SET PROBLEM: Please quote the material exactly, every line of it.

PROVIDED RECORDS:
((

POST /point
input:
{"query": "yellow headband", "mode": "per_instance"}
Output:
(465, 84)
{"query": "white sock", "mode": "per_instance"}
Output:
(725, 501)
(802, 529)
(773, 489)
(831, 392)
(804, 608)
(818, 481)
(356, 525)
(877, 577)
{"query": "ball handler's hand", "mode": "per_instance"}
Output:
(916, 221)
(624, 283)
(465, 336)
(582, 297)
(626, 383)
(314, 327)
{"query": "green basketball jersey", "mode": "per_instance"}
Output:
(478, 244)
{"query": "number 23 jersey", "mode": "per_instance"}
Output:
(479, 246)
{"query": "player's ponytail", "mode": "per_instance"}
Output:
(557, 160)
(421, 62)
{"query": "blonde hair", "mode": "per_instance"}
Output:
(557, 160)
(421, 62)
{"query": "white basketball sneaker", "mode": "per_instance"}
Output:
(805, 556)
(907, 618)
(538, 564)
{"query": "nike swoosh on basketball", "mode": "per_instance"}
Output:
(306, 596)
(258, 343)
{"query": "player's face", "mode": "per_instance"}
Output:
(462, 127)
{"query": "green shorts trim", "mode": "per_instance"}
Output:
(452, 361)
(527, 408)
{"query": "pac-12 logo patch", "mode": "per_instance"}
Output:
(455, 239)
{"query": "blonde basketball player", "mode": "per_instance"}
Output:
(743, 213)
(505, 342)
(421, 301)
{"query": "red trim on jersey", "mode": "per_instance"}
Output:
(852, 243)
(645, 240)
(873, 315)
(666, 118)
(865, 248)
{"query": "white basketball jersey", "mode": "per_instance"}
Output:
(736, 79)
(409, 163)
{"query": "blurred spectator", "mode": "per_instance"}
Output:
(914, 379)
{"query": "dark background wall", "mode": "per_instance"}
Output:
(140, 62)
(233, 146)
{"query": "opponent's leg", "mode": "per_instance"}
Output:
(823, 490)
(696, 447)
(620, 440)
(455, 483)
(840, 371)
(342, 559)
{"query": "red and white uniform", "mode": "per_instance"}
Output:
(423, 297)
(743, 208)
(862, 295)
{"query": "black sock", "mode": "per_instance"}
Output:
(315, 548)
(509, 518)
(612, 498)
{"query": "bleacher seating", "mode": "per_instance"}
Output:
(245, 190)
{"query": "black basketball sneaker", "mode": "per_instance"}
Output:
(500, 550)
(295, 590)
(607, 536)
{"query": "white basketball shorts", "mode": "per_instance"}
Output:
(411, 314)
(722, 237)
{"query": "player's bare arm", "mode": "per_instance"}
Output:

))

RESPONSE:
POST /point
input:
{"query": "yellow headband", "mode": "per_instance"}
Output:
(465, 84)
{"query": "white sock", "mode": "per_instance"}
Output:
(725, 501)
(802, 529)
(773, 489)
(831, 392)
(804, 608)
(818, 481)
(356, 525)
(877, 577)
{"query": "ball handler's hand", "mode": "per_instance"}
Output:
(916, 221)
(624, 283)
(465, 336)
(582, 297)
(626, 383)
(314, 327)
{"query": "green basketball jersey", "mode": "per_instance"}
Output:
(478, 244)
{"query": "number 23 jersey", "mode": "per_instance"}
Output:
(479, 246)
{"query": "player's ponytail", "mode": "per_instance"}
Output:
(557, 160)
(421, 62)
{"query": "blonde hair", "mode": "per_instance"}
Output:
(557, 160)
(421, 62)
{"query": "white basketball sneaker", "mode": "per_instance"}
Output:
(805, 556)
(907, 618)
(538, 564)
{"query": "nike swoosh on basketball", "mode": "per_instance"}
Output:
(306, 596)
(258, 343)
{"query": "player's face", "mode": "per_instance"}
Output:
(462, 127)
{"query": "green shorts trim", "mode": "per_instance"}
Output:
(452, 361)
(527, 408)
{"query": "pac-12 logo patch", "mode": "per_instance"}
Output:
(455, 239)
{"query": "blonde basketball player", "mode": "per_instance"}
Output:
(743, 213)
(505, 342)
(421, 301)
{"query": "red trim on jersey", "mode": "per_instance"}
Output:
(852, 243)
(645, 240)
(873, 315)
(666, 118)
(865, 248)
{"query": "white basketball jersey", "mode": "per_instance"}
Output:
(736, 79)
(409, 163)
{"query": "blurred spectator", "mode": "per_instance"}
Output:
(914, 379)
{"query": "dark background wall", "mode": "per_instance"}
Output:
(140, 62)
(233, 146)
{"query": "opponent's leg", "mode": "per_instance"}
Output:
(823, 490)
(696, 447)
(620, 440)
(455, 483)
(840, 371)
(342, 559)
{"query": "red and white uniform", "mode": "per_instance"}
Output:
(423, 297)
(743, 208)
(862, 295)
{"query": "black sock", "mode": "per_instance"}
Output:
(315, 548)
(509, 518)
(612, 498)
{"query": "bleacher seating", "mode": "per_instance"}
Output:
(245, 190)
{"query": "black basketball sneaker", "mode": "per_instance"}
Output:
(500, 550)
(295, 590)
(607, 536)
{"query": "white basketball shorts", "mode": "per_instance"}
Output:
(411, 314)
(722, 237)
{"query": "player's bare arm", "mode": "per_instance"}
Output:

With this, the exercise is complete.